• [Your assignment] Find the string "tiled" in the material. Copy every line that has it.

[Opening Source information section]

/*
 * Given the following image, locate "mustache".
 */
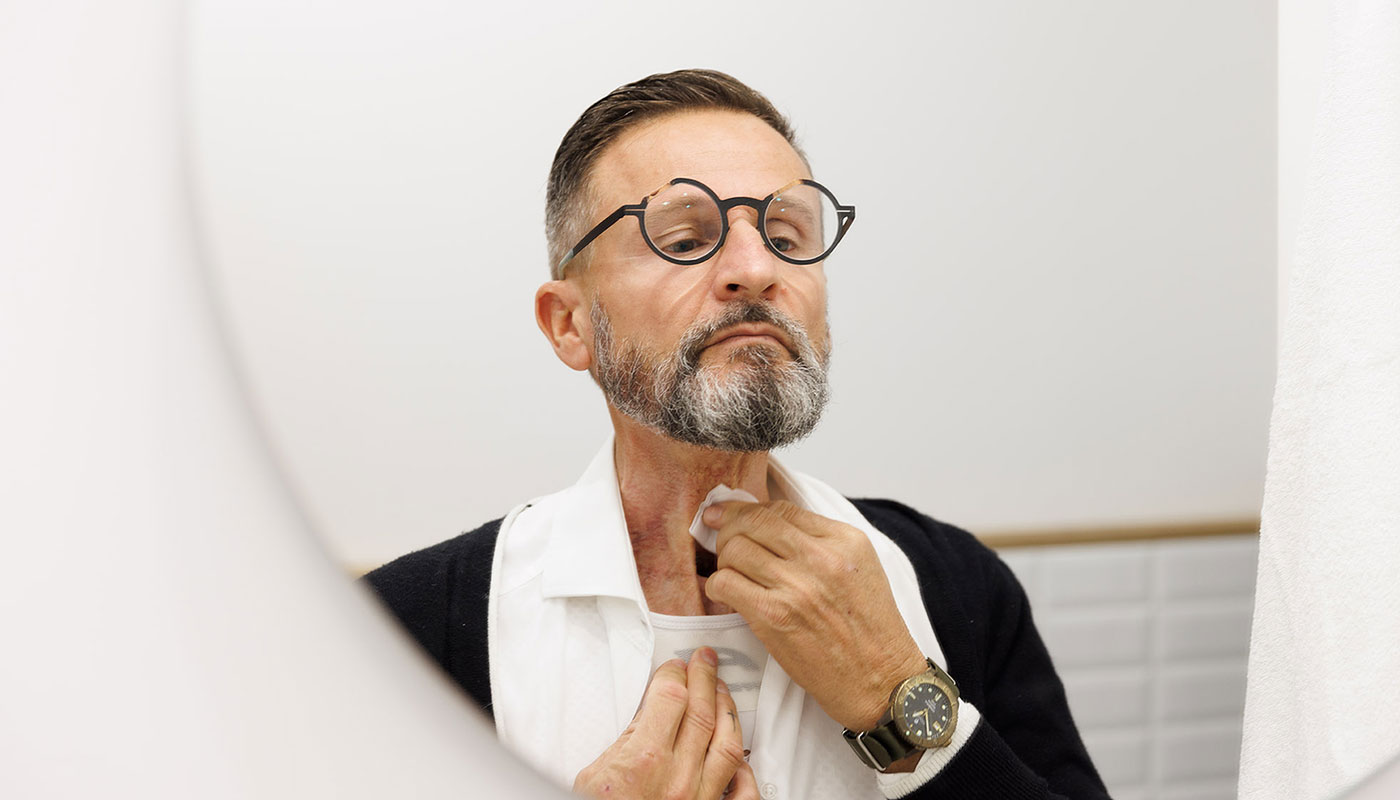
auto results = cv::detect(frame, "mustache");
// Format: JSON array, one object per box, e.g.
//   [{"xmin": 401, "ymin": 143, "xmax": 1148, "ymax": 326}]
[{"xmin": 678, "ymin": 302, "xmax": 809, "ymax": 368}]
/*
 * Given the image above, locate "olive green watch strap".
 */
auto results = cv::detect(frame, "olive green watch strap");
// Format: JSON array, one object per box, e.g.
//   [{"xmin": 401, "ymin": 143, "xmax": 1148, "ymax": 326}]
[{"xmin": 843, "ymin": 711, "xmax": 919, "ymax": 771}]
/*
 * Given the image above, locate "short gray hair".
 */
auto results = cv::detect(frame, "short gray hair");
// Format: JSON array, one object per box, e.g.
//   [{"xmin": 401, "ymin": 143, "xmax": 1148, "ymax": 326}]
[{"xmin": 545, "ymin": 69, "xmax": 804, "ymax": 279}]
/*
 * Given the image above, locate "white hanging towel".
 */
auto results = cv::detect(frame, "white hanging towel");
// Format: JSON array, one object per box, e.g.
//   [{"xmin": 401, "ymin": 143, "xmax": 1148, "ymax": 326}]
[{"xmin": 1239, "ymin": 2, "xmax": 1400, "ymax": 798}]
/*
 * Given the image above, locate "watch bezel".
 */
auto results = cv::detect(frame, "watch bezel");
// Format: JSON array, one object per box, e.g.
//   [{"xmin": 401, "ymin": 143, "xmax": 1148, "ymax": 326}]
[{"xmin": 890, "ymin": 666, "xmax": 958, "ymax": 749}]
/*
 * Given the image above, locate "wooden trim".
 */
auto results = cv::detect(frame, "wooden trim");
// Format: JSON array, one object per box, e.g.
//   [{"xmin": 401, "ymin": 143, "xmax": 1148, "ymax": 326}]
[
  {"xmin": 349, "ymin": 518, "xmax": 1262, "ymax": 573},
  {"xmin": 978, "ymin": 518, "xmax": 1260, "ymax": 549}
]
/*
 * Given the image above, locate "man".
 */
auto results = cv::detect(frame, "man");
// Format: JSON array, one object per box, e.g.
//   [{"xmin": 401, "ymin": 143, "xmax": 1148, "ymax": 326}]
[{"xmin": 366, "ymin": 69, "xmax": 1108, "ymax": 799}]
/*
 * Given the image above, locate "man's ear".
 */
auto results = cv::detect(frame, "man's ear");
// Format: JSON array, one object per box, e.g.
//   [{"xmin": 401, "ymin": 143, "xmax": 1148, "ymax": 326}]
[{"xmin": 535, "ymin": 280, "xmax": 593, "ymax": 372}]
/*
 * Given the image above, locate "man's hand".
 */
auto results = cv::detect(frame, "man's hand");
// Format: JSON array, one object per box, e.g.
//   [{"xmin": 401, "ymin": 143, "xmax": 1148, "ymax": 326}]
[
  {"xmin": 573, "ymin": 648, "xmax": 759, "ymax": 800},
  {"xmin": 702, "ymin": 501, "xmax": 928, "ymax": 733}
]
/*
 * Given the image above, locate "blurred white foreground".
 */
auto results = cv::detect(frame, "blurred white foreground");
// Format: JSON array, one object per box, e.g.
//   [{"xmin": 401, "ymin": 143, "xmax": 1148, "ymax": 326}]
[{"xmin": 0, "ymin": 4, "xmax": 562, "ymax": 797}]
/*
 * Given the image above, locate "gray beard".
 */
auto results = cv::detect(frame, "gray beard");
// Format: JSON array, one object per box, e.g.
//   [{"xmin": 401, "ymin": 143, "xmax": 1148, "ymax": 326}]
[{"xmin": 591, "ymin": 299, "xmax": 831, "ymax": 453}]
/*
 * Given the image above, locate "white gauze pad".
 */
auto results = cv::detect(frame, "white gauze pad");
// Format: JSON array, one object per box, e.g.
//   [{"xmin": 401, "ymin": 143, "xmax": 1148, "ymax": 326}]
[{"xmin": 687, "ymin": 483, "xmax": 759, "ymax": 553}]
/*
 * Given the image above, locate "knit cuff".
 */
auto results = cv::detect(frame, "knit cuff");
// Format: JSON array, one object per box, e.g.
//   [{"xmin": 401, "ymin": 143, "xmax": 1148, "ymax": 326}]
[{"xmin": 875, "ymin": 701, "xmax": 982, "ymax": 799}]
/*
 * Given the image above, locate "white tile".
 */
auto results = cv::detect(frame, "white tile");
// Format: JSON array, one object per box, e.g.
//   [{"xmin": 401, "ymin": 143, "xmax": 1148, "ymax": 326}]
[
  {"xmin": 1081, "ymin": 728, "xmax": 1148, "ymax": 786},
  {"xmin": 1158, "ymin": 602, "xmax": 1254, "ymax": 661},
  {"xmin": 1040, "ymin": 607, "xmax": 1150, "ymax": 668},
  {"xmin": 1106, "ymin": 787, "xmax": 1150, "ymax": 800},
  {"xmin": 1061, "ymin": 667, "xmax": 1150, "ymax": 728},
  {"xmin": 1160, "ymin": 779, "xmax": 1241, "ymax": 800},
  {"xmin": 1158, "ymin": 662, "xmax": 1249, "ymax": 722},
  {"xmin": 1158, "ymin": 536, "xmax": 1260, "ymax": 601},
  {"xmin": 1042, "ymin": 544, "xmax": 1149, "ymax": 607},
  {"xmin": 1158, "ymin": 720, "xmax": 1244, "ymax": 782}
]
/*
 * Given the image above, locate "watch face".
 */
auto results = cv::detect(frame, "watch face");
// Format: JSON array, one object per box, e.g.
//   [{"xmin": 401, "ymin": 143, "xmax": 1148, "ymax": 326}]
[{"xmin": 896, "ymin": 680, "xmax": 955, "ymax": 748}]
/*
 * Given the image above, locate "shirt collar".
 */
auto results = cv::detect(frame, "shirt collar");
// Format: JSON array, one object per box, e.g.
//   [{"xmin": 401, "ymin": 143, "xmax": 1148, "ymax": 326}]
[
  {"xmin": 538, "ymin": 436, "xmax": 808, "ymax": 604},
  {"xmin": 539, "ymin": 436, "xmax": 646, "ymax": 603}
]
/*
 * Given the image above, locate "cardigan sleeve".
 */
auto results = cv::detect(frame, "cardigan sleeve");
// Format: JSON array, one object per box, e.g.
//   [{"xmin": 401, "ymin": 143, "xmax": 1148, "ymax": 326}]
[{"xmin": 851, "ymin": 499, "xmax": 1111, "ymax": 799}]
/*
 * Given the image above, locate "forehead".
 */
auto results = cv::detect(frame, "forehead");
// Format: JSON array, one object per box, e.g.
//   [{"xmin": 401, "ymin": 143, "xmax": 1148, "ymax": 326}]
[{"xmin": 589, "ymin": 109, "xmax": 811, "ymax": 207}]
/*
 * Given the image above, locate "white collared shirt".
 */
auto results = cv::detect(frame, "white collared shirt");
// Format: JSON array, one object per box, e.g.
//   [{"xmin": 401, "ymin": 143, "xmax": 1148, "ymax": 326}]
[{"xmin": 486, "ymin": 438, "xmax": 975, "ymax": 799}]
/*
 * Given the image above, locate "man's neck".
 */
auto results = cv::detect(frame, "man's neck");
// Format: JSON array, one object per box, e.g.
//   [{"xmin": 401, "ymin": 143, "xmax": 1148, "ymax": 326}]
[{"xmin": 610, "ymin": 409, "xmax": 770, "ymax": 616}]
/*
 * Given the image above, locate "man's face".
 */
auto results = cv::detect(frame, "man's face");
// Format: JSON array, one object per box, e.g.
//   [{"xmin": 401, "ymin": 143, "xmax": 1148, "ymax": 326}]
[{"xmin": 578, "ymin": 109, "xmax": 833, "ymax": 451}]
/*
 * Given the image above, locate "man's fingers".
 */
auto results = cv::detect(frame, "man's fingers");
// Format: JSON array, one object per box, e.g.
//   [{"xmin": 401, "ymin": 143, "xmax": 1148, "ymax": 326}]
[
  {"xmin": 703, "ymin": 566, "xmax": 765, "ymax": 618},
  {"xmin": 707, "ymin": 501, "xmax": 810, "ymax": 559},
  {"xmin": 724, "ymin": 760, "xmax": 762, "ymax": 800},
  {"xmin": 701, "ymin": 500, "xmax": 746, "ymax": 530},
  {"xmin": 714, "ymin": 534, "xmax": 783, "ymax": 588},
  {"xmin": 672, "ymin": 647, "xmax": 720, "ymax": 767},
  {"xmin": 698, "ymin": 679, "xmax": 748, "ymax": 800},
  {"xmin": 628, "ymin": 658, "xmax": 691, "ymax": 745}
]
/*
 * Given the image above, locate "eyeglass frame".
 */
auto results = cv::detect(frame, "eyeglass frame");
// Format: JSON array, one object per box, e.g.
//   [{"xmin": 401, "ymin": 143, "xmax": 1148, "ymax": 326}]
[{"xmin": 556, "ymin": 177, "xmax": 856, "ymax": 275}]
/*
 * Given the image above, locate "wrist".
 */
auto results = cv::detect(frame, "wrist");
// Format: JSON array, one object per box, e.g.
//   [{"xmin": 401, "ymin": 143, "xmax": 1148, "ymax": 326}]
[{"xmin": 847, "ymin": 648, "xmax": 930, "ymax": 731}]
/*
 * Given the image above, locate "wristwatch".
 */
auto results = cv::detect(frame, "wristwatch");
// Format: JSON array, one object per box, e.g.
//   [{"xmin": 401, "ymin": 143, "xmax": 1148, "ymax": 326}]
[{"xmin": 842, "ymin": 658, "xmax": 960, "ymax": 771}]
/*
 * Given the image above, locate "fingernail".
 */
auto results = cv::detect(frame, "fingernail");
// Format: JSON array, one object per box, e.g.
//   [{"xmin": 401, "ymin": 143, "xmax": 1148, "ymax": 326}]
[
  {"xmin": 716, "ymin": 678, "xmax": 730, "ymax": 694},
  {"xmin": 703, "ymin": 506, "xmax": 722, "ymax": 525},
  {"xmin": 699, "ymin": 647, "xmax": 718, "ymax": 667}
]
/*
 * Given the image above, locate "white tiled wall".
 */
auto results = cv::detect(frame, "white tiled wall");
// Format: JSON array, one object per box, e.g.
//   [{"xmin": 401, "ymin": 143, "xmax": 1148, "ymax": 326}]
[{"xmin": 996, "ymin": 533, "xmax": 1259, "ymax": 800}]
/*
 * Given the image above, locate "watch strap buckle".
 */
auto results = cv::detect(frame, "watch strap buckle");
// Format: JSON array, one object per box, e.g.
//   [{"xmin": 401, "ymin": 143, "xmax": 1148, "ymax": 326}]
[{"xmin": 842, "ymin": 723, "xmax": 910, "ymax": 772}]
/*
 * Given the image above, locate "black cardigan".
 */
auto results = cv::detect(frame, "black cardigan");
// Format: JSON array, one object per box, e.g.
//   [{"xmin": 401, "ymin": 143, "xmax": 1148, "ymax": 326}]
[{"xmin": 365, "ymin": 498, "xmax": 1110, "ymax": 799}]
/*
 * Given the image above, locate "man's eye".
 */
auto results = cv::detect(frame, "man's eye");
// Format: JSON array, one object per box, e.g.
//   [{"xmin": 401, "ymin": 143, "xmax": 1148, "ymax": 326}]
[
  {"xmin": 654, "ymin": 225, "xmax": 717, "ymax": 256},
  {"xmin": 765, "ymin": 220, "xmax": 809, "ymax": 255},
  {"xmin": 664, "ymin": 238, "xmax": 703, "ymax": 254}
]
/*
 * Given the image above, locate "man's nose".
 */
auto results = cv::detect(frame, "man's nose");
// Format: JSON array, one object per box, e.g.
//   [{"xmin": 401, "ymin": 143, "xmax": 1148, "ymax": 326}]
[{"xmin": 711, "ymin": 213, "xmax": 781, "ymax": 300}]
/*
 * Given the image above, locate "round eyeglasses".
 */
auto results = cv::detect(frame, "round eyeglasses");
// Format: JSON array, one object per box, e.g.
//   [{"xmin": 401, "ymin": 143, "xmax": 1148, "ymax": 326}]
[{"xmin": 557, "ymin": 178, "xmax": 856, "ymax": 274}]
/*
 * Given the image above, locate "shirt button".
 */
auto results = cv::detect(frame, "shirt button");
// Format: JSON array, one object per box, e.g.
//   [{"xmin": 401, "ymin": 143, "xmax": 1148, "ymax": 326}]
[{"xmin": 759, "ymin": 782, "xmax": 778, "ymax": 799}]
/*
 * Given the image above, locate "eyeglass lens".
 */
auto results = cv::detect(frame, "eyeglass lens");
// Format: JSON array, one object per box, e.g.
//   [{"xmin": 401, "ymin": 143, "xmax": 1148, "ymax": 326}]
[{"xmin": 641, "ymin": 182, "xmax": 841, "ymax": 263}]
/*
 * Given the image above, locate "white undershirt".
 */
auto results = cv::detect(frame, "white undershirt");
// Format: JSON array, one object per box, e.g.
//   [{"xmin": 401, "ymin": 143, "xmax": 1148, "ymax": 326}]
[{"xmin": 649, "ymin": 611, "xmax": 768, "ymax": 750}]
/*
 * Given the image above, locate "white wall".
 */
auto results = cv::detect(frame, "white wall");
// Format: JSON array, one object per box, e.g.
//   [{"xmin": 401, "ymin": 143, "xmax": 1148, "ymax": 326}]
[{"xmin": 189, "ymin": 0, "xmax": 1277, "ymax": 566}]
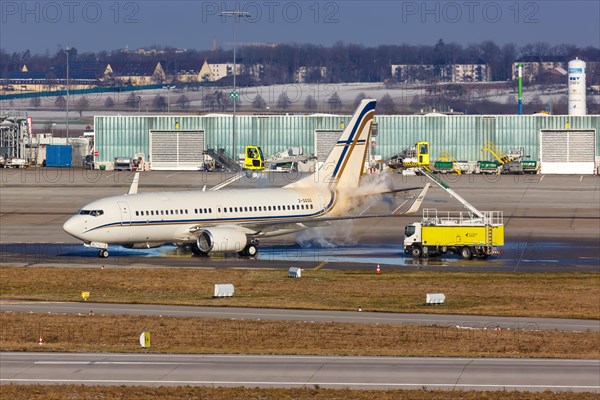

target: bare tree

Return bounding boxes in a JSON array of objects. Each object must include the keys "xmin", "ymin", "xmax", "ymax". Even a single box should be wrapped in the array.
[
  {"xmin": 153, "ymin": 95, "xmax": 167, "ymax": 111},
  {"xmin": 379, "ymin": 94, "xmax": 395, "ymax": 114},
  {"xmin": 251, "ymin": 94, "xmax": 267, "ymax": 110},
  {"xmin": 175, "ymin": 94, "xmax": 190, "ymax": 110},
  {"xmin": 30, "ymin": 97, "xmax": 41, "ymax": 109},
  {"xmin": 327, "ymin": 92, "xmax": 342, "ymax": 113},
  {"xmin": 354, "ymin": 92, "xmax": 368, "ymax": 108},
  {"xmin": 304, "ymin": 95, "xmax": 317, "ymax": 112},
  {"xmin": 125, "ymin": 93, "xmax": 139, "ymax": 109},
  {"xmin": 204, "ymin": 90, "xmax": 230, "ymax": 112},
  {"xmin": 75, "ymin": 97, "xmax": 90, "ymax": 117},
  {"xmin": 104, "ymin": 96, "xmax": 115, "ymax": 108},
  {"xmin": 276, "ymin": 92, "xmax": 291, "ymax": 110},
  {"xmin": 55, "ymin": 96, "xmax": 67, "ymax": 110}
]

[Closing Source information section]

• [Answer to this exercise]
 * Given the image above, locate "white tiled wall".
auto results = cv::detect(frame, "white tiled wall");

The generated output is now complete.